## [What you should do]
From the records below, set down exactly the lines starting with the line that contains "shadow on ground" and going on through the line that contains "rear side window". Nothing else is wanted.

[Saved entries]
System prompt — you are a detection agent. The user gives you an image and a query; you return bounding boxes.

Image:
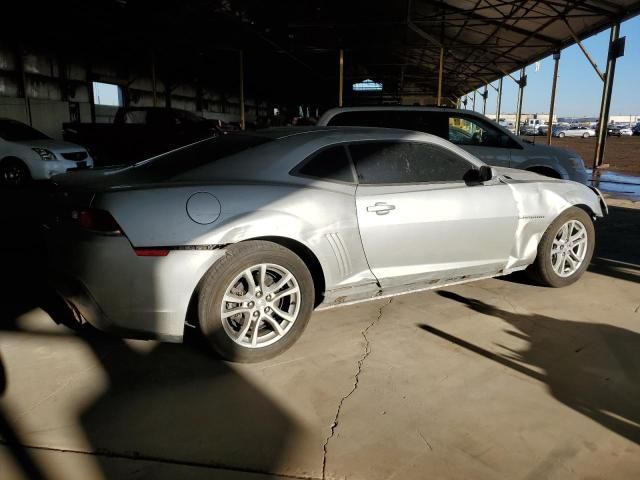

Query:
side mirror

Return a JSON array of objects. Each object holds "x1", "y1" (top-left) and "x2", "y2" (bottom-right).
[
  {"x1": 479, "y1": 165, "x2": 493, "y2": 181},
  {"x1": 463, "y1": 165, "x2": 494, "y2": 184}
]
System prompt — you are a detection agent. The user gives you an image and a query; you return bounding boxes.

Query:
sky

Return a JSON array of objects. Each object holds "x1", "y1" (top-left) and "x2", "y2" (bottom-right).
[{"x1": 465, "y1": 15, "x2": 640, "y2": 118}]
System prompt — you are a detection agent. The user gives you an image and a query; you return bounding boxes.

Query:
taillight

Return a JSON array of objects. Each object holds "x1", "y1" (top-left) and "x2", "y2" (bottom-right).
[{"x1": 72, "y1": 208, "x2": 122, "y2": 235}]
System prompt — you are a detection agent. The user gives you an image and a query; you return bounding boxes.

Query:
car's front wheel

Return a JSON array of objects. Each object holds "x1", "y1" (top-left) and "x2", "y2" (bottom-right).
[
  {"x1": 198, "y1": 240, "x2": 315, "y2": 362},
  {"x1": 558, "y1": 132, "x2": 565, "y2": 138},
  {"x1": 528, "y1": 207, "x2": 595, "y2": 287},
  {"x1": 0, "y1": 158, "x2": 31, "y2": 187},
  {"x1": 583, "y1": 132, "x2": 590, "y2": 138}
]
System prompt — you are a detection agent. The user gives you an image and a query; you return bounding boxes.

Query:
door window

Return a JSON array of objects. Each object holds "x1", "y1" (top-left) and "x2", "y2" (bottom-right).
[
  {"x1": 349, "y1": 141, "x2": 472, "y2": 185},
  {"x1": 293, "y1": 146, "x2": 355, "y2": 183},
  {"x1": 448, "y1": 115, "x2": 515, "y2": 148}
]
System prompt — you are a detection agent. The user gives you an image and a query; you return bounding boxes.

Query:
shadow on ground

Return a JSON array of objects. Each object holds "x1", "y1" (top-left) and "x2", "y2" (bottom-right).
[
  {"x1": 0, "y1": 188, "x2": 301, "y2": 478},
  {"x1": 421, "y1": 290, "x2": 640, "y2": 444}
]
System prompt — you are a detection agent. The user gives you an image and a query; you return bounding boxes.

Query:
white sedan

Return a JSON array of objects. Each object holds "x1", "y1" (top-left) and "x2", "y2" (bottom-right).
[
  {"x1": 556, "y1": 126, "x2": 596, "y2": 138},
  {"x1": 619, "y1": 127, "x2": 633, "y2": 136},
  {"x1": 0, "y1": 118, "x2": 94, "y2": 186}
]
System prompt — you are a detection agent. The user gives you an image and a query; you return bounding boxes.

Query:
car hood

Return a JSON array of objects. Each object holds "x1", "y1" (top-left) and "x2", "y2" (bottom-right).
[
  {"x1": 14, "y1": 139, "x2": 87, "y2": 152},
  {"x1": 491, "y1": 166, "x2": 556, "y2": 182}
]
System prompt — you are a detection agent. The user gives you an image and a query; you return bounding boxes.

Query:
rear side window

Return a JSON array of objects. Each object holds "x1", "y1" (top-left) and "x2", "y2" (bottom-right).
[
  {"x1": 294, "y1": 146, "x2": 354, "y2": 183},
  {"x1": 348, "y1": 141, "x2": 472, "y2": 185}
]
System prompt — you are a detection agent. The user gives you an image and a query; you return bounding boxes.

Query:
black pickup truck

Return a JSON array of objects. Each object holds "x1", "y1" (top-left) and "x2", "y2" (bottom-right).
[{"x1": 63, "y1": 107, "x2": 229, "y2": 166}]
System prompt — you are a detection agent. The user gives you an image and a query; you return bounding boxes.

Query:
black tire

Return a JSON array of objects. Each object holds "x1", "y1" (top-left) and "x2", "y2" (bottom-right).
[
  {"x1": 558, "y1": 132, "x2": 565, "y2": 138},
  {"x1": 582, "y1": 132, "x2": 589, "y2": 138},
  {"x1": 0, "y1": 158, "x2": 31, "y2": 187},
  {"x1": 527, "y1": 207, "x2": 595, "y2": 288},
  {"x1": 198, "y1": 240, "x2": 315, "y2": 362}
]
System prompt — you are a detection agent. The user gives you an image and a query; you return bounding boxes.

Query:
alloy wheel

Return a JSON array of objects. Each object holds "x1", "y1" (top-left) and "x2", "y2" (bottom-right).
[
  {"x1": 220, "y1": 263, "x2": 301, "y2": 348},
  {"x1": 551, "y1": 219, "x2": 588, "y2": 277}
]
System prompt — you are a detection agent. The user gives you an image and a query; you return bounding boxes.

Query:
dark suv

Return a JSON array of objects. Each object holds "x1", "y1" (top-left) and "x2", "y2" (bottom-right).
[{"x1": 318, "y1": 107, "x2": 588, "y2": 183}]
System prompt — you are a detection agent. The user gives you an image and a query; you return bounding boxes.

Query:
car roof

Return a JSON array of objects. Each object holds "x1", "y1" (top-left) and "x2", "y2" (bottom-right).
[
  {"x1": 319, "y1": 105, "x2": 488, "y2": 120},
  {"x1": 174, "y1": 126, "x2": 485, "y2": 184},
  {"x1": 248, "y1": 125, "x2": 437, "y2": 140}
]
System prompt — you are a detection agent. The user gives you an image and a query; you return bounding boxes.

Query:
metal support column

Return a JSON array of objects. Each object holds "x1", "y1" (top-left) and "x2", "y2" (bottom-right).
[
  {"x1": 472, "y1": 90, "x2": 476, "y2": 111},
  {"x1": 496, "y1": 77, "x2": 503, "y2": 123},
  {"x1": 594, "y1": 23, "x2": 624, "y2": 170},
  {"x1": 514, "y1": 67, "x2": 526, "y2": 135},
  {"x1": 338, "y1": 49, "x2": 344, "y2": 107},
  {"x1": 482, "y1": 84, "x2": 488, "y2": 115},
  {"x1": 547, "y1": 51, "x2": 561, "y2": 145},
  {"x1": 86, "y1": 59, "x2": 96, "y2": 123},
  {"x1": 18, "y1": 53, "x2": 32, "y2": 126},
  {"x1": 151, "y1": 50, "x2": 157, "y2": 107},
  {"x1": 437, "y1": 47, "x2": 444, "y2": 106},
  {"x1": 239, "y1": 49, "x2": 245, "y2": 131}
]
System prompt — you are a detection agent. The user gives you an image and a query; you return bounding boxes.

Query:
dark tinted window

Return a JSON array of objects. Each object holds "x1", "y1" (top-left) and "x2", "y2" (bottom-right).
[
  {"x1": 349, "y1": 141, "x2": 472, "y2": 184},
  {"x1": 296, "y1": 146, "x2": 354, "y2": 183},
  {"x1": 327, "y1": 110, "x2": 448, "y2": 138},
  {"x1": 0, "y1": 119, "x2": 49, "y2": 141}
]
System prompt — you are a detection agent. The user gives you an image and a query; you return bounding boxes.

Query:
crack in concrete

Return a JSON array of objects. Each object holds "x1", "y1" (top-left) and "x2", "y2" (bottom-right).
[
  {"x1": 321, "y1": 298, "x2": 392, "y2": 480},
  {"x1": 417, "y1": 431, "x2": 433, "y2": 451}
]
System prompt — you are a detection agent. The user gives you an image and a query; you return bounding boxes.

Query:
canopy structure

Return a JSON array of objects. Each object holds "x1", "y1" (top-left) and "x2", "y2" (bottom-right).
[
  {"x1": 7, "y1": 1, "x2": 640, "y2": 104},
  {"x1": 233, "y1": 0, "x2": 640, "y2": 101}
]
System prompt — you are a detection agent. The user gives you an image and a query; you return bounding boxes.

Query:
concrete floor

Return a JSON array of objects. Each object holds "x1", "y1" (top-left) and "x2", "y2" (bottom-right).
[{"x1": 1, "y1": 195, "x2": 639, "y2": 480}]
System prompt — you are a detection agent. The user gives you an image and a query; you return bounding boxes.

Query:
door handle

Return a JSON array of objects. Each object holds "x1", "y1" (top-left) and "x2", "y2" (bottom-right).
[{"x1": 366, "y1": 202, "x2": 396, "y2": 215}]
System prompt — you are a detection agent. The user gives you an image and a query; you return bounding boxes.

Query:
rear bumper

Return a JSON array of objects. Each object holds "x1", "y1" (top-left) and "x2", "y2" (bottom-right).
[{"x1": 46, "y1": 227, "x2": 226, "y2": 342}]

==

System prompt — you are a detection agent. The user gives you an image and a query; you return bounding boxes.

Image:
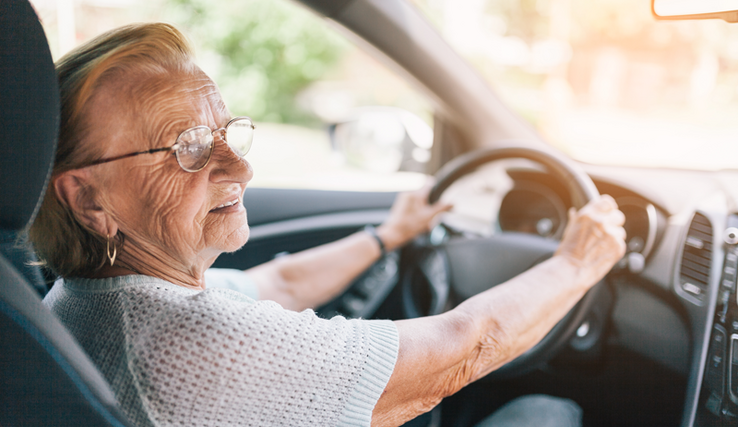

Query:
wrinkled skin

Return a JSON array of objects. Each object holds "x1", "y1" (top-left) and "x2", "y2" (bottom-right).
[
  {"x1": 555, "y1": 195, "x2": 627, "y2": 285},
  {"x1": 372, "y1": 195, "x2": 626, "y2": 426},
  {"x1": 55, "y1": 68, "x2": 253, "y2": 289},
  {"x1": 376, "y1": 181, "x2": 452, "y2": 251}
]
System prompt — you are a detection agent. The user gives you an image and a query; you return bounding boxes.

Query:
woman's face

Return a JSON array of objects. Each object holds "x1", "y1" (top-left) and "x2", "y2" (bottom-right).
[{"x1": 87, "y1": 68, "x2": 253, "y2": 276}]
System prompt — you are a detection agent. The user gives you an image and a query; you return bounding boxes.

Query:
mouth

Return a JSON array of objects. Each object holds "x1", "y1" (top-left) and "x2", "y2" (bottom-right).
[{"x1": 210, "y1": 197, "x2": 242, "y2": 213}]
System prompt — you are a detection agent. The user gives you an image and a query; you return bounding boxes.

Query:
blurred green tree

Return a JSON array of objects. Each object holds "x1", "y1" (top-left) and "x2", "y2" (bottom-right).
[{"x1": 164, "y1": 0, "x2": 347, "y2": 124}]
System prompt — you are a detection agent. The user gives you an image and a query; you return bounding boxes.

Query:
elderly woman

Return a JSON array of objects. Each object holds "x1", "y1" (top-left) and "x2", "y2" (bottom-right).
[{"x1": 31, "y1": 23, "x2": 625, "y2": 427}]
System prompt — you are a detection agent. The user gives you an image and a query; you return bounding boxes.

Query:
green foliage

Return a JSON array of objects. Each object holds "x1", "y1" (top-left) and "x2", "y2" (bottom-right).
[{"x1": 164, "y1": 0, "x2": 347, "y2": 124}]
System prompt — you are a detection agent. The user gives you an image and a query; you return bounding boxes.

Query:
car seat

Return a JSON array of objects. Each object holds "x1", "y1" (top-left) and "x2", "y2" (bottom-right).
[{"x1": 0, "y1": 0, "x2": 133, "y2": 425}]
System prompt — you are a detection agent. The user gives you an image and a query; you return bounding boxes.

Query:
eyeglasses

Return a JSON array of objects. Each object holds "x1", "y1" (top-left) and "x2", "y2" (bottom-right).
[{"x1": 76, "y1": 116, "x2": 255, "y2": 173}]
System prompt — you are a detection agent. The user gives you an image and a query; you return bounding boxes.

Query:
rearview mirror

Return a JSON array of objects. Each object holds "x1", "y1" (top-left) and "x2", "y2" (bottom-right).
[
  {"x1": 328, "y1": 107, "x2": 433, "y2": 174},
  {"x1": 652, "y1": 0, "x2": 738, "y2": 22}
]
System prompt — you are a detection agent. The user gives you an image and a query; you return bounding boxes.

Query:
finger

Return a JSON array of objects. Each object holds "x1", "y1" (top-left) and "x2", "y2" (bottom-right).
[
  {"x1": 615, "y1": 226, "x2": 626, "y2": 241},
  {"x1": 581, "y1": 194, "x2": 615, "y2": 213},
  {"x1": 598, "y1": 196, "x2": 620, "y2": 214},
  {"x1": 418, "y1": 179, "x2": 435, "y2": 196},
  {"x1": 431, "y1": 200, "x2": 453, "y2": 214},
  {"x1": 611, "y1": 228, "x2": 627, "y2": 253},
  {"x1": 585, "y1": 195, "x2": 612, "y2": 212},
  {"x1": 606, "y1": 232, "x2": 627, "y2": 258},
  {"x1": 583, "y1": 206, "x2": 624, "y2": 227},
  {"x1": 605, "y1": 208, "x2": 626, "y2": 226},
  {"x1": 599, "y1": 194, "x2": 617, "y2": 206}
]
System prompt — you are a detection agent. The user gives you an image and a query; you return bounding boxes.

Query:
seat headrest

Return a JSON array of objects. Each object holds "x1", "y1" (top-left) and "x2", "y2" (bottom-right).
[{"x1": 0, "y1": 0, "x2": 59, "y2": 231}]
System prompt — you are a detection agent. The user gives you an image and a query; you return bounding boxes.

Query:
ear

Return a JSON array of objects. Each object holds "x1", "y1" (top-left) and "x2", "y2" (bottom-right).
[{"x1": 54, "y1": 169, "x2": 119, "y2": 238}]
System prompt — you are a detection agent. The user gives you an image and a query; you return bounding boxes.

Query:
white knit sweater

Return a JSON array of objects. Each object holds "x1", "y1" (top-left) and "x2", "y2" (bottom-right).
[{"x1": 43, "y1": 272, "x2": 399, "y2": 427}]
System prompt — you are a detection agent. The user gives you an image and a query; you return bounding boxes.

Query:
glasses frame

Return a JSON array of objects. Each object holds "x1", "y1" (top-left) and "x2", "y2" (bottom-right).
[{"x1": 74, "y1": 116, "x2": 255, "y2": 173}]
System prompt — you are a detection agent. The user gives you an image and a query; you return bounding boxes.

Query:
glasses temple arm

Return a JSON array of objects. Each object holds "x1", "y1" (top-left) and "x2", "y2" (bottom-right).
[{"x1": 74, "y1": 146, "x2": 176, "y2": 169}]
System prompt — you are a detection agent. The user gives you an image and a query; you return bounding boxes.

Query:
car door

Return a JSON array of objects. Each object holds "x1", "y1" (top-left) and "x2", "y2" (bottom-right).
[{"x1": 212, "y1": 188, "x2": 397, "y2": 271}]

## [Response to the exercise]
shadow on ground

Return a JSON array of objects. Each object holds "x1", "y1" (top-left) and "x2", "y2" (bottom-right).
[
  {"x1": 0, "y1": 188, "x2": 301, "y2": 478},
  {"x1": 421, "y1": 290, "x2": 640, "y2": 444}
]
System prompt — you are a detection agent. The user gives you an image and a query; you return bounding boxes.

Query:
white sedan

Return a JSON array of objects. Each object holds "x1", "y1" (top-left) and "x2", "y2" (bottom-right).
[
  {"x1": 556, "y1": 126, "x2": 596, "y2": 138},
  {"x1": 619, "y1": 127, "x2": 633, "y2": 136},
  {"x1": 0, "y1": 118, "x2": 94, "y2": 186}
]
System prompt — you are a detection agent. The user gives you an image and a query; you return bounding boxes.

Query:
car hood

Return a JSON array of objects. Each object holds "x1", "y1" (top-left) and "x2", "y2" (bottom-right).
[
  {"x1": 14, "y1": 139, "x2": 87, "y2": 152},
  {"x1": 491, "y1": 166, "x2": 556, "y2": 182}
]
System prompt — you are a detection agent. The user gives you an image and a query; you return bounding boxes.

Query:
rear side window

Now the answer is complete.